§ Requirements
Starting at the line with "Q: Place a marker on the rug" and running through the end of the records below, write every line as one string in a JSON list. Skip any blank lines.

# Data listing start

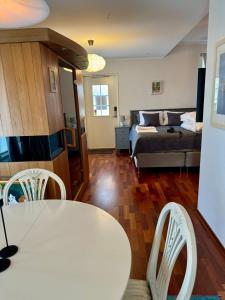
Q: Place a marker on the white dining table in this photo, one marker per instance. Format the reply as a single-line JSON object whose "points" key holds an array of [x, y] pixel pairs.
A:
{"points": [[67, 250]]}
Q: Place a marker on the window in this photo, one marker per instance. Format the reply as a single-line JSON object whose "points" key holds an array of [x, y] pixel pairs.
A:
{"points": [[100, 100]]}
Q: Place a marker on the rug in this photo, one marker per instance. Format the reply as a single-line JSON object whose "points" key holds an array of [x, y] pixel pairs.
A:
{"points": [[197, 298]]}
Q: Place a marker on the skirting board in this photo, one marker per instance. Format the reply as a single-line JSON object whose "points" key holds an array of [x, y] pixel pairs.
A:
{"points": [[209, 229]]}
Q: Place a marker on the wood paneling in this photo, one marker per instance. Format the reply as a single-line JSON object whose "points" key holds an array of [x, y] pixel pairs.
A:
{"points": [[59, 166], [64, 47], [27, 105], [53, 99], [137, 202]]}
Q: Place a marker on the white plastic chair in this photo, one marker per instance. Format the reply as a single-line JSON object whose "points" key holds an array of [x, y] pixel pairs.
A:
{"points": [[180, 232], [33, 183]]}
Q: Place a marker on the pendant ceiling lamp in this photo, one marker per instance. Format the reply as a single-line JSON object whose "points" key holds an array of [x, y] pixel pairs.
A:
{"points": [[95, 62], [22, 13]]}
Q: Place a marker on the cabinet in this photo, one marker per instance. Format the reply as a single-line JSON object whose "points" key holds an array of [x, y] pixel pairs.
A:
{"points": [[122, 138]]}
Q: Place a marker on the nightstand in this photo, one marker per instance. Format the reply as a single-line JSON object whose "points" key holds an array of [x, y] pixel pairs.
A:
{"points": [[122, 138]]}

# Data listing end

§ Right answer
[
  "Q: Place a marker on the rug in this photo, one marker per instance. Format the reply as a single-line JSON object whose \"points\" key holds an array of [x, y] pixel pairs.",
  "A:",
  "{\"points\": [[197, 298]]}",
  "Q: Place a marker on the skirting board in this photo, one marker per instance. Format the reply as a single-line JSON object whose \"points\" key holds an array of [x, y] pixel pairs.",
  "A:",
  "{\"points\": [[209, 229]]}",
  "Q: Place a marker on the wood paneling in this photo, one marker per instance. Format the reply as a single-line JSON object whose \"points\" key holds an array of [x, y] pixel pairs.",
  "A:",
  "{\"points\": [[59, 166], [64, 47], [27, 105], [53, 99], [137, 202]]}",
  "Q: Place a marker on the white plastic chair in this photo, one marker per instance. Format the reply as a single-line JSON object whose \"points\" key holds an array of [x, y] pixel pairs.",
  "A:",
  "{\"points\": [[180, 232], [33, 183]]}",
  "Q: Place a marker on the pendant ceiling lamp in this photo, one marker per instance. Format the reply as a single-line JSON object whose \"points\" key holds an array of [x, y] pixel pairs.",
  "A:",
  "{\"points\": [[95, 62], [22, 13]]}",
  "Q: Place a marker on the cabinet in this photo, one marker per instance. Format the reply as a single-line JSON object whose \"points\" key holds an array of [x, y] pixel pairs.",
  "A:",
  "{\"points\": [[122, 138]]}",
  "Q: Place a marker on the nightstand in this photo, one marker per instance. Format the reply as a single-line JSON object whose \"points\" key holds an array of [x, y] pixel pairs.",
  "A:",
  "{\"points\": [[122, 138]]}"
]